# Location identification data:
################

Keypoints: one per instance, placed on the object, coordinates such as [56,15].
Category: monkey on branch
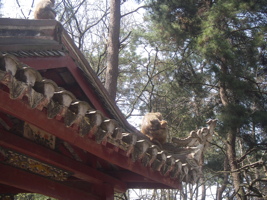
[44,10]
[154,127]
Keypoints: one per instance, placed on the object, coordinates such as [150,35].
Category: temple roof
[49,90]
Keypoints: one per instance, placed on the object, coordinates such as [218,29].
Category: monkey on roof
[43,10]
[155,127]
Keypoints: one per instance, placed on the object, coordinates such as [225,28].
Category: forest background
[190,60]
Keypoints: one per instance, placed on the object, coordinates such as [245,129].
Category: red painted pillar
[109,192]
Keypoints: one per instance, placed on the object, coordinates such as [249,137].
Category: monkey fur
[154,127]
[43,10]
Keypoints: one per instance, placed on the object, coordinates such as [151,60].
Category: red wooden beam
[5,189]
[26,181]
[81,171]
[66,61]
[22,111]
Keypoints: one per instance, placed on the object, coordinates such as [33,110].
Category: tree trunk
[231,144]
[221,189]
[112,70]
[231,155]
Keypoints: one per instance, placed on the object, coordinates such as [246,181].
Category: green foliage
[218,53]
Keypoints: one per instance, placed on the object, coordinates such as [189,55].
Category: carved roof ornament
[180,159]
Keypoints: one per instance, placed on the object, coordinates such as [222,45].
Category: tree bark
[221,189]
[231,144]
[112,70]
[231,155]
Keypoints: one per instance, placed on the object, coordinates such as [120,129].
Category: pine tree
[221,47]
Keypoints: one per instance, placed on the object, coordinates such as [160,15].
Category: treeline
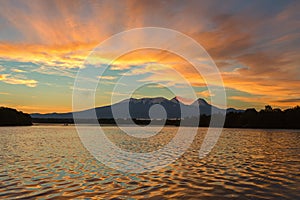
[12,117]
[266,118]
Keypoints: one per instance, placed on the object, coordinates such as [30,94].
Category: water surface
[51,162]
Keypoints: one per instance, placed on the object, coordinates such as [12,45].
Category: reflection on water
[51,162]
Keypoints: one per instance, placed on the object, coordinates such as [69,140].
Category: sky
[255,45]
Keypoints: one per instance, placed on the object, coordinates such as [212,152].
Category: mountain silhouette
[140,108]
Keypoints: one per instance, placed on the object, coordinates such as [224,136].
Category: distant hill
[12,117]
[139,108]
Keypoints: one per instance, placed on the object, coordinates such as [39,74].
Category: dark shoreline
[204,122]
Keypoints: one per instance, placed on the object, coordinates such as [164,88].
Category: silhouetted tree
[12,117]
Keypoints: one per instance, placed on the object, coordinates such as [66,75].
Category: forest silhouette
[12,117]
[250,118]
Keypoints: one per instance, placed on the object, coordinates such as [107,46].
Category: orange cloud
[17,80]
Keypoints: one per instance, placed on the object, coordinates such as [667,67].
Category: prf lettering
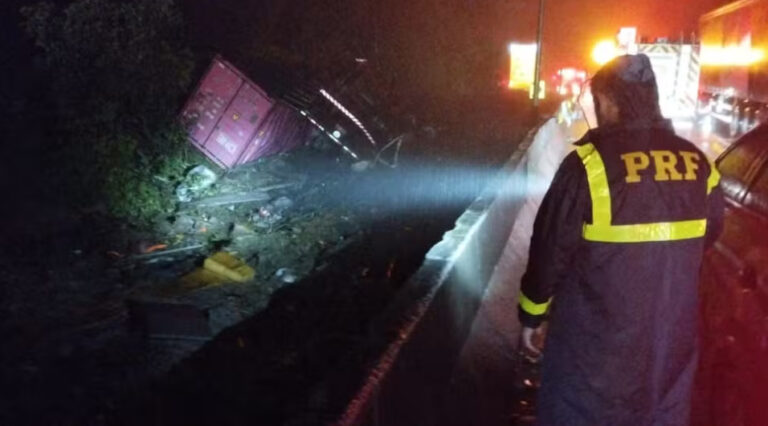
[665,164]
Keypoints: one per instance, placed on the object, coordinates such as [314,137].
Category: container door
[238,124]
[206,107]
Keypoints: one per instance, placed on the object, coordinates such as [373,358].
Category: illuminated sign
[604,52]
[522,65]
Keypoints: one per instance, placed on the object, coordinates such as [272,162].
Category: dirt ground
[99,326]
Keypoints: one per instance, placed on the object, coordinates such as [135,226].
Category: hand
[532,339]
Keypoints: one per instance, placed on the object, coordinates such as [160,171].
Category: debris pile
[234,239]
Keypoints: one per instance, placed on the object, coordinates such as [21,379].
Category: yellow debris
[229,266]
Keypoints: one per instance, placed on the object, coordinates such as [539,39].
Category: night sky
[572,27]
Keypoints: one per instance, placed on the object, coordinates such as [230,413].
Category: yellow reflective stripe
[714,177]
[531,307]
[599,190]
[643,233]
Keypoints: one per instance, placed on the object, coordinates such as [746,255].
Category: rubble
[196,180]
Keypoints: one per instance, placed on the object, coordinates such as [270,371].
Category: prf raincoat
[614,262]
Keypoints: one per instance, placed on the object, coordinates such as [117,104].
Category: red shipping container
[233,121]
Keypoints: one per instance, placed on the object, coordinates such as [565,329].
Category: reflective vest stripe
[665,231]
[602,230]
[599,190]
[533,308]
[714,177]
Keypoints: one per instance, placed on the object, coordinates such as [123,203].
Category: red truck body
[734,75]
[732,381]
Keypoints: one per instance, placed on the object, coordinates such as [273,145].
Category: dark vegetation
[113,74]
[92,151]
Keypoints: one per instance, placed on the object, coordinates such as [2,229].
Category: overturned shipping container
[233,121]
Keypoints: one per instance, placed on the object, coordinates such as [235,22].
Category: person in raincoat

################

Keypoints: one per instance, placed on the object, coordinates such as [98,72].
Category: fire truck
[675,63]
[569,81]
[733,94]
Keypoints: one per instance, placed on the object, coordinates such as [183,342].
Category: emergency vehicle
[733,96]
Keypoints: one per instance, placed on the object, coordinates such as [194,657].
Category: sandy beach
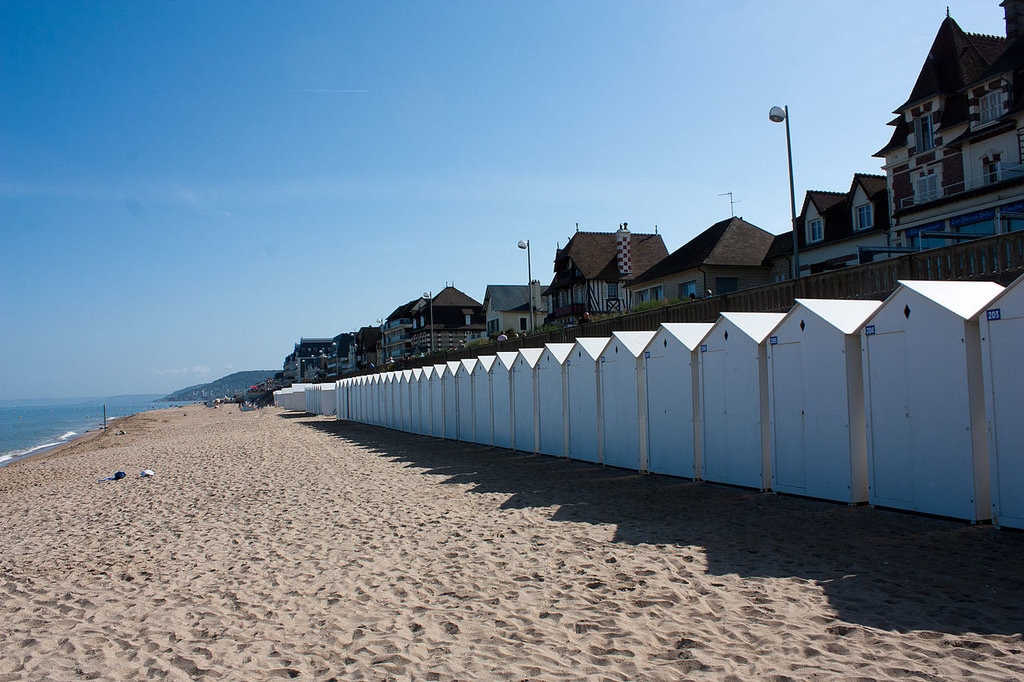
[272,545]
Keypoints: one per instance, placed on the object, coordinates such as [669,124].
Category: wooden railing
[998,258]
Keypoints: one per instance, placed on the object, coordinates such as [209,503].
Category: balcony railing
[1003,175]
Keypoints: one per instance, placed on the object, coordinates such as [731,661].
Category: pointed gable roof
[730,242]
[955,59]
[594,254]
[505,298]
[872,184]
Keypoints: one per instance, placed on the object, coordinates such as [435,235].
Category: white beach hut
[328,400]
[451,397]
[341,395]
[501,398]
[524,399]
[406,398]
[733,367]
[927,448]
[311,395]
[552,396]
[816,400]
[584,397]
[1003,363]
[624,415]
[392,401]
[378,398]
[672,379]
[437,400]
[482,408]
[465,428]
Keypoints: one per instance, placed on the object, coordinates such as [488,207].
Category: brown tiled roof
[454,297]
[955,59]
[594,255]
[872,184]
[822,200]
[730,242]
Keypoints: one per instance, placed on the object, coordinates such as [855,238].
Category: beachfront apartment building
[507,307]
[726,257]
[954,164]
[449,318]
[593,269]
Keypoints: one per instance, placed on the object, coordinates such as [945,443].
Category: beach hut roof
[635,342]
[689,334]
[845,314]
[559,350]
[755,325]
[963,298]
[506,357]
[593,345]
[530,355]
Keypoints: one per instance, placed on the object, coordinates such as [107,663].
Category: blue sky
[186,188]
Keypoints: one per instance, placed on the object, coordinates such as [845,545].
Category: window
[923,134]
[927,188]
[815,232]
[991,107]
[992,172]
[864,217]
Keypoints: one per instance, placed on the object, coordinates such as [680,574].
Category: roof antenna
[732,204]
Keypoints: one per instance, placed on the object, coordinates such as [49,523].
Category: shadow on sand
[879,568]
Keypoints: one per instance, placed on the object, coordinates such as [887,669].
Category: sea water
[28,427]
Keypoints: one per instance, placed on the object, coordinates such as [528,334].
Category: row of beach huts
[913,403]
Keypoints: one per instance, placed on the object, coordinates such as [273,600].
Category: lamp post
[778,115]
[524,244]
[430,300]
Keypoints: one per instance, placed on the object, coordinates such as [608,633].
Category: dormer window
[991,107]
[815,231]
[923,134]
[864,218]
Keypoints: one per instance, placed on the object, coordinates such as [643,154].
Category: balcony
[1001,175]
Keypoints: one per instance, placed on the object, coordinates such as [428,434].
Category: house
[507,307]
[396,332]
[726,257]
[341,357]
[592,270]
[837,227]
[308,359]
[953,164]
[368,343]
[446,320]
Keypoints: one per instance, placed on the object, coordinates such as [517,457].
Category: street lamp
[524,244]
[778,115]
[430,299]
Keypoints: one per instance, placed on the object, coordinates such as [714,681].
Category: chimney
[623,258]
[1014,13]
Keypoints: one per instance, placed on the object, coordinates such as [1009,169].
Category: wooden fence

################

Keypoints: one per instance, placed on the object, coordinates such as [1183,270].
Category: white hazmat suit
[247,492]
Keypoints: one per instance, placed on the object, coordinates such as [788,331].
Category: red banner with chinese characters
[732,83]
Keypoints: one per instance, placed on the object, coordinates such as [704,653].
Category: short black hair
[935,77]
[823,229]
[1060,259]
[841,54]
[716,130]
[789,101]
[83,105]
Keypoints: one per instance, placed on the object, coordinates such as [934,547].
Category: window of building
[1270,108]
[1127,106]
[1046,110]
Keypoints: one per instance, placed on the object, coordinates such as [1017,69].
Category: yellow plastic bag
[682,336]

################

# PROBLEM:
Write out the data above word for word, covering the stretch from the line containing "such as [528,334]." through the line containing "Category: wooden fence".

# FINISHED TASK:
Keypoints: one per instance, placed on the object, coordinates such as [528,334].
Category: row of beach huts
[913,403]
Keypoints: one per instance, placed on the object, coordinates such as [273,600].
Category: lamp post
[778,115]
[524,244]
[430,300]
Keypoints: one per instance, placed on the object, coordinates such as [608,633].
Category: dormer window
[991,107]
[815,231]
[923,134]
[864,218]
Keypoints: one per instance, placed on the object, coordinates such as [643,154].
Category: balcony
[1001,175]
Keypoints: one per instance, placed on the object, coordinates such as [428,434].
Category: house
[507,307]
[396,332]
[726,257]
[341,357]
[592,270]
[837,227]
[308,359]
[953,164]
[368,343]
[446,320]
Keypoints: one per instance, placed on the object, coordinates such as [517,457].
Category: street lamp
[524,244]
[778,115]
[430,299]
Keypoints: one per instance, placed on the object, coordinates such as [714,681].
Category: chimney
[623,258]
[1014,13]
Keypoints: one per instance, placed on the object, coordinates such as [1009,169].
Category: wooden fence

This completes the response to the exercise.